■ **SOURCE PASSAGE**
START

Saturday, July 4, 2009
by Paul Starobin

Imagine a squad of construction workers with tools in hand, except that the team isn't assembling a road or a bridge or a building but a sequence of words. Yes, words. The words are being hammered into themes, or story lines, and the story lines are being incorporated into a grand edifice that might be called a narrative, or a meta-narrative, to use the postmodern term of art.

So goes an all-consuming task of Information Age politics -- the construction of stories that can inspire the troops and appeal to wider audiences. No riper example of this quest can be found than in the American progressive movement -- the nationwide community of left-oriented activists bound by a proud if somewhat antiquated history and peopled by a new generation of activists hailing from organized labor, peace groups, environmental organizations, think tanks, universities, foundations, magazines, book publishing houses, and, not least, the blogosphere.

Their work is already producing some surprising twists. For example, did you know that the 1990s, when Democrat Bill Clinton inhabited the White House, were bad years for the American worker and the U.S. economy? That is the tale -- more on the facts later -- that progressives are telling as they seek to indict an entire period of American political history, from the time of Ronald Reagan through to the presidency of George W. Bush, as complicit in malevolent policies such as financial deregulation.

END

■ **JOBS**
a - In the piece on progressive storytelling:
(i) Who is named as its author?
(ii) What is the imagined construction team assembling instead of a road, a bridge, or a building?
(iii) Which decade do progressives describe as bad years for the American worker and the U.S. economy?
b - Can you reproduce everything in the piece on progressive storytelling from "Their work is" down to "as financial deregulation."?

Lines of data
START

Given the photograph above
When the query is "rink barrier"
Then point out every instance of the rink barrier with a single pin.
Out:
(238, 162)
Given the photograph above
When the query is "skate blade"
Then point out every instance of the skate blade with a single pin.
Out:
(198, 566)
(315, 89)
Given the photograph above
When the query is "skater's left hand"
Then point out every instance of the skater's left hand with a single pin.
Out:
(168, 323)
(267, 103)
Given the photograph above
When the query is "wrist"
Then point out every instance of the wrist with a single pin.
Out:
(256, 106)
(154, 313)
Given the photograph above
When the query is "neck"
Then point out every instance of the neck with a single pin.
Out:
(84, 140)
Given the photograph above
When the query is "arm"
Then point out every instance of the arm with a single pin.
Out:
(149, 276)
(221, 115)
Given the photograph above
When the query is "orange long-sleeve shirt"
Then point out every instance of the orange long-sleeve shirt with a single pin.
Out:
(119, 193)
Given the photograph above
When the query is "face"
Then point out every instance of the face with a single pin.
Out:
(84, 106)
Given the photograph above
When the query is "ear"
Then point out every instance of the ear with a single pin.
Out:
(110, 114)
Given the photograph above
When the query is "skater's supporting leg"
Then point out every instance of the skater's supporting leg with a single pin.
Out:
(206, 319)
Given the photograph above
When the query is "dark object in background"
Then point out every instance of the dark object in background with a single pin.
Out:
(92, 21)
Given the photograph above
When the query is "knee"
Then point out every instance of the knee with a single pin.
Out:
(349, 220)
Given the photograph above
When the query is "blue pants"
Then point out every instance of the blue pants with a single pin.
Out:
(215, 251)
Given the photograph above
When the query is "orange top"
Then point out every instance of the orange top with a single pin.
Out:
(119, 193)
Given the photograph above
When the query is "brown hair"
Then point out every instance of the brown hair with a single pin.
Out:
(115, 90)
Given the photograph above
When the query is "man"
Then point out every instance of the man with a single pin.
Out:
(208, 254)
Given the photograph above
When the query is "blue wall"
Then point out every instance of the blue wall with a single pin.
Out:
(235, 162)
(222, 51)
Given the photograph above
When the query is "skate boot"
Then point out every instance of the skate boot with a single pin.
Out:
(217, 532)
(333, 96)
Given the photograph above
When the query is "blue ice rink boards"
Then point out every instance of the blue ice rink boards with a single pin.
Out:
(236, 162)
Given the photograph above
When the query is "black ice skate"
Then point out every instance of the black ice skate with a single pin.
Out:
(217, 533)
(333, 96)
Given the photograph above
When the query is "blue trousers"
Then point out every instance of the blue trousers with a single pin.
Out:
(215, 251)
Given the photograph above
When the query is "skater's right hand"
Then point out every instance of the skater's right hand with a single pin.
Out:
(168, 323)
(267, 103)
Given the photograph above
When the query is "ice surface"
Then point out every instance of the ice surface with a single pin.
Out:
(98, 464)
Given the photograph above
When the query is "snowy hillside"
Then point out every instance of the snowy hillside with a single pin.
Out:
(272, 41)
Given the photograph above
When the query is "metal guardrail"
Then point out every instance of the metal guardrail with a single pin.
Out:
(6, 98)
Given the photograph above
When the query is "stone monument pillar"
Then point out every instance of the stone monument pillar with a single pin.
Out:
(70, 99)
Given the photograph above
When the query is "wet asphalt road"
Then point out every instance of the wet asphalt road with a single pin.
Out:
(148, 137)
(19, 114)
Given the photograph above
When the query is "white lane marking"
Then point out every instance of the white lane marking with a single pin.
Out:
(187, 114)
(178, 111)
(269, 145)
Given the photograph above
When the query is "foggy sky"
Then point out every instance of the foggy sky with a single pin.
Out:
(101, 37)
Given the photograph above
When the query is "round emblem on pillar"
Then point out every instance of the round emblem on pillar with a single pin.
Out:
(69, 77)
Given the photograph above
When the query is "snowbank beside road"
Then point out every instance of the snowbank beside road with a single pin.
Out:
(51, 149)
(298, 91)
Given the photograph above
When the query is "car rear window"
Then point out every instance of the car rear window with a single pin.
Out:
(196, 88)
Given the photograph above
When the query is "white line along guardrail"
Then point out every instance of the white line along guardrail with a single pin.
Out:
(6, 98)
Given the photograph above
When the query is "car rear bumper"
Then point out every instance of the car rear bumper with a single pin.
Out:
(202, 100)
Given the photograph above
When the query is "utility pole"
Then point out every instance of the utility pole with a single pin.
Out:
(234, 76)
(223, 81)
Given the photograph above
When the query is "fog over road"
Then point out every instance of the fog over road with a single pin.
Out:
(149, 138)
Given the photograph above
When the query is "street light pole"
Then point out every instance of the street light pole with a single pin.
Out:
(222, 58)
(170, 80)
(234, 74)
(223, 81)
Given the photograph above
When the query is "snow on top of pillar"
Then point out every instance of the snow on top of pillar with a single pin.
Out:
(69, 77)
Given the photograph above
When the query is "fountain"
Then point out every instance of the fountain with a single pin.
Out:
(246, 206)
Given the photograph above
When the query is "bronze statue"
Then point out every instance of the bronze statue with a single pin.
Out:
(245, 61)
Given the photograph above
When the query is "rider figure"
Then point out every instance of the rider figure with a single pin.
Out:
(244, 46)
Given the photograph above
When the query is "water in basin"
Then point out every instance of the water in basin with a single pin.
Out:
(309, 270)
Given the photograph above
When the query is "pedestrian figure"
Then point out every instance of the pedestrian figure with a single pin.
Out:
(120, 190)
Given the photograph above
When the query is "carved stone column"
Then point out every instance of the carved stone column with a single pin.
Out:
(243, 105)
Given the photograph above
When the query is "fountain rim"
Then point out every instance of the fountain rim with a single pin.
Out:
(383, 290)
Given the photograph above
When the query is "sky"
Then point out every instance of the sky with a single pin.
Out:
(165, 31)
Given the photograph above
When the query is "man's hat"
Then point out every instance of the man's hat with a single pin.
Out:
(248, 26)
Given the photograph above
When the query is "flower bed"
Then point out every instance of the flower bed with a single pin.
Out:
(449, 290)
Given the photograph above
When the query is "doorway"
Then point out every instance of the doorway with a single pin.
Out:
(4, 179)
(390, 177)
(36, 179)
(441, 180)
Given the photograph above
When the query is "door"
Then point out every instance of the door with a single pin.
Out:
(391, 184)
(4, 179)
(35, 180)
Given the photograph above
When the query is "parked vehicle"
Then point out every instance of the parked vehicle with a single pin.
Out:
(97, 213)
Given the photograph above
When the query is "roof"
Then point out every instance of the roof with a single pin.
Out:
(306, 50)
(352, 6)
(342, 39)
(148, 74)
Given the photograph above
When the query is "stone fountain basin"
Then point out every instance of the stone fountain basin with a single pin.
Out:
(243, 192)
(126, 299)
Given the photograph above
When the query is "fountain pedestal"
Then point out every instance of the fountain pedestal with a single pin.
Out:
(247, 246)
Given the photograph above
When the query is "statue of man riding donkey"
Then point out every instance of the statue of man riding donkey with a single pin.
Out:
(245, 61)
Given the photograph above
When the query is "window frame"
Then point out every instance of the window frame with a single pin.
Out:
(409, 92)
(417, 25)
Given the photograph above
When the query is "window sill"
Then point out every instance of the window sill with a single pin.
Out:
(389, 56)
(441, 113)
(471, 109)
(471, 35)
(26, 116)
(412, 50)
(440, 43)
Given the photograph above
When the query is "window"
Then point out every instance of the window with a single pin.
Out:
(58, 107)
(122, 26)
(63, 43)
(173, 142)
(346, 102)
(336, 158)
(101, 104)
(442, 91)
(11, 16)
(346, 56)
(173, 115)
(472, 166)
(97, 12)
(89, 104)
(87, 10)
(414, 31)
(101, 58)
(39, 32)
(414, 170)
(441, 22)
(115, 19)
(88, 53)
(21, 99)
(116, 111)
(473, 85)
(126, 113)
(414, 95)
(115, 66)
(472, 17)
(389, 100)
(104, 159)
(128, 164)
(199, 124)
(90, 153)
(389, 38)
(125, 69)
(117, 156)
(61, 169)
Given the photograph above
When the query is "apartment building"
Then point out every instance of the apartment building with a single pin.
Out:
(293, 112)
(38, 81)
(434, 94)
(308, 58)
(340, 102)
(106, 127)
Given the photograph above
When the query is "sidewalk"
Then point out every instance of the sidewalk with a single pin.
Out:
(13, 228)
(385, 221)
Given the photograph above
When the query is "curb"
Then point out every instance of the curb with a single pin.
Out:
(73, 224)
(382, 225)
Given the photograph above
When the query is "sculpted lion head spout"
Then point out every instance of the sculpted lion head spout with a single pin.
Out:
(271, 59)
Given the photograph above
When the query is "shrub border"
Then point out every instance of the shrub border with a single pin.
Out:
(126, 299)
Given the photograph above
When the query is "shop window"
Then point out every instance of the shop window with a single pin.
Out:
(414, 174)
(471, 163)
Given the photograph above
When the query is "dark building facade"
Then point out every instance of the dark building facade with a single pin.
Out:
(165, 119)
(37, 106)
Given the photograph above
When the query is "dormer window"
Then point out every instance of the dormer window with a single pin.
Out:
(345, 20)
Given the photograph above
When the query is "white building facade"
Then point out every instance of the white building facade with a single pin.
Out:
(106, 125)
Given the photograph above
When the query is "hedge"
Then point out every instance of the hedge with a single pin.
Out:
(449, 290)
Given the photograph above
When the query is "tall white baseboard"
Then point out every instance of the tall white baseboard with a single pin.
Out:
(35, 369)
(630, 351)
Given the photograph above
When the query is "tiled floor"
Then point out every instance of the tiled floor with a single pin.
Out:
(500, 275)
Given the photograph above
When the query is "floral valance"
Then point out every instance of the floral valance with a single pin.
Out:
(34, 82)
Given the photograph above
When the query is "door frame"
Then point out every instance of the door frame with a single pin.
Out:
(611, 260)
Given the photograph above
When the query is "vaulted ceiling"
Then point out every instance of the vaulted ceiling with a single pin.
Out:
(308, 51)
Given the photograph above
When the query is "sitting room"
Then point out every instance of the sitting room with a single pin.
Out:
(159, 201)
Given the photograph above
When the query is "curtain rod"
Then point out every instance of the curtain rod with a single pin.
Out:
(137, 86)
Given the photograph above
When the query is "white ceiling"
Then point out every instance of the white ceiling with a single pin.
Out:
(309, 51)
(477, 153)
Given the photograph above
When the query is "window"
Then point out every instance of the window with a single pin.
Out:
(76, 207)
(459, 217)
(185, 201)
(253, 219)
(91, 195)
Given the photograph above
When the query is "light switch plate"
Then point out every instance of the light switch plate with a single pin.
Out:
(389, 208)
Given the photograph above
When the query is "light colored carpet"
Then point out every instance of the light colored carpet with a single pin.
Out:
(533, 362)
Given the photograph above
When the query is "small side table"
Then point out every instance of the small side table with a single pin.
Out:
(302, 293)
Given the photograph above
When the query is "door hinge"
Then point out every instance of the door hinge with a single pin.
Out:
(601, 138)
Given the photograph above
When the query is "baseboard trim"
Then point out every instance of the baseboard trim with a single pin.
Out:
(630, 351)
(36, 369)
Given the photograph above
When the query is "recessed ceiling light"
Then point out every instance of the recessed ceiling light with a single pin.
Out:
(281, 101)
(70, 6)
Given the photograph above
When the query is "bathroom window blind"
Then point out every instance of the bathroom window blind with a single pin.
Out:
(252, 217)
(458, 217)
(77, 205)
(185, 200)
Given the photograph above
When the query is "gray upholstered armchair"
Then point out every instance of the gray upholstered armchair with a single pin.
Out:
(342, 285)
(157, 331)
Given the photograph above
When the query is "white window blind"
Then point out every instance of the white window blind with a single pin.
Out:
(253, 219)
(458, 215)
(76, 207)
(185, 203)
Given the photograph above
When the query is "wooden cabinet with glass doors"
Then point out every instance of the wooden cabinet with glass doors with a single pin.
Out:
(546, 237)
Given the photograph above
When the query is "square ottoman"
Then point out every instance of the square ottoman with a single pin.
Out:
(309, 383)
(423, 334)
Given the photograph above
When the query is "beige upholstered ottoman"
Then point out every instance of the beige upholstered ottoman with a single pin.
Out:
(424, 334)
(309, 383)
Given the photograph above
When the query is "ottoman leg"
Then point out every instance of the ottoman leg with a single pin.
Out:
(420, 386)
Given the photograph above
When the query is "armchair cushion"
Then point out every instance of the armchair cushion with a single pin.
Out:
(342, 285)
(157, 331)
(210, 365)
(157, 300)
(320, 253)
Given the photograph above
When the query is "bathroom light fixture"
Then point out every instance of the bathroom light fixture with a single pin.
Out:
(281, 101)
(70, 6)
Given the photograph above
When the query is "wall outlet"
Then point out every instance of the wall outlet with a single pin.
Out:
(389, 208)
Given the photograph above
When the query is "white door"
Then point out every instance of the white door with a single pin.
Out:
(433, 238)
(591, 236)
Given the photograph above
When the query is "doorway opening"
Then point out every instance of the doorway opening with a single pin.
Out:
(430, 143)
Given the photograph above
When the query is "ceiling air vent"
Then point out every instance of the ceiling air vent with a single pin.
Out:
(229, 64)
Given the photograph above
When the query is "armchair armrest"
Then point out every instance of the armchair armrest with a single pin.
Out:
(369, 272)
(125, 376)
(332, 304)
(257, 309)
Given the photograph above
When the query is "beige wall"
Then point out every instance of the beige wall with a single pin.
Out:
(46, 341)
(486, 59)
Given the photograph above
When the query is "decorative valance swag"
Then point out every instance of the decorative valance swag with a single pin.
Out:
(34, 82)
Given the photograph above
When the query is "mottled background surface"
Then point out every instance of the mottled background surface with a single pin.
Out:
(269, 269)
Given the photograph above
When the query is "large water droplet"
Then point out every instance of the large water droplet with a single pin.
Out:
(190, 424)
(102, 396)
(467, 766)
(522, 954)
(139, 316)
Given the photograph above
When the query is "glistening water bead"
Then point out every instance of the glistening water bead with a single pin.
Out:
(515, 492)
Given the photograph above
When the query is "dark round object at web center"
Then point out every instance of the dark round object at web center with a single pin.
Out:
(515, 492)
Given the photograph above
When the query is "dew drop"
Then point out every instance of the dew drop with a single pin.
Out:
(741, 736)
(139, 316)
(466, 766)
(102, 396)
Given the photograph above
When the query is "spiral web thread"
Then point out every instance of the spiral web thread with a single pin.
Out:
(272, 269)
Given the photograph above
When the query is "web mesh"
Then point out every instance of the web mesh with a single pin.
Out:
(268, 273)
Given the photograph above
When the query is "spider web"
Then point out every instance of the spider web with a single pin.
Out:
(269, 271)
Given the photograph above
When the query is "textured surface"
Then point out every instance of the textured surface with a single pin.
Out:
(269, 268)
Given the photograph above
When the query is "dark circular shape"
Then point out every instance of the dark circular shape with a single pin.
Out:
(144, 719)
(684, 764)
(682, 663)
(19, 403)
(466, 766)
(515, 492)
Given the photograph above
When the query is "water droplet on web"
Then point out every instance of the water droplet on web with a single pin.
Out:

END

■ **SOLVED TASKS**
a -
(i) Paul Starobin
(ii) A sequence of words
(iii) The 1990s

b -
Their work is already producing some surprising twists. For example, did you know that the 1990s, when Democrat Bill Clinton inhabited the White House, were bad years for the American worker and the U.S. economy? That is the tale -- more on the facts later -- that progressives are telling as they seek to indict an entire period of American political history, from the time of Ronald Reagan through to the presidency of George W. Bush, as complicit in malevolent policies such as financial deregulation.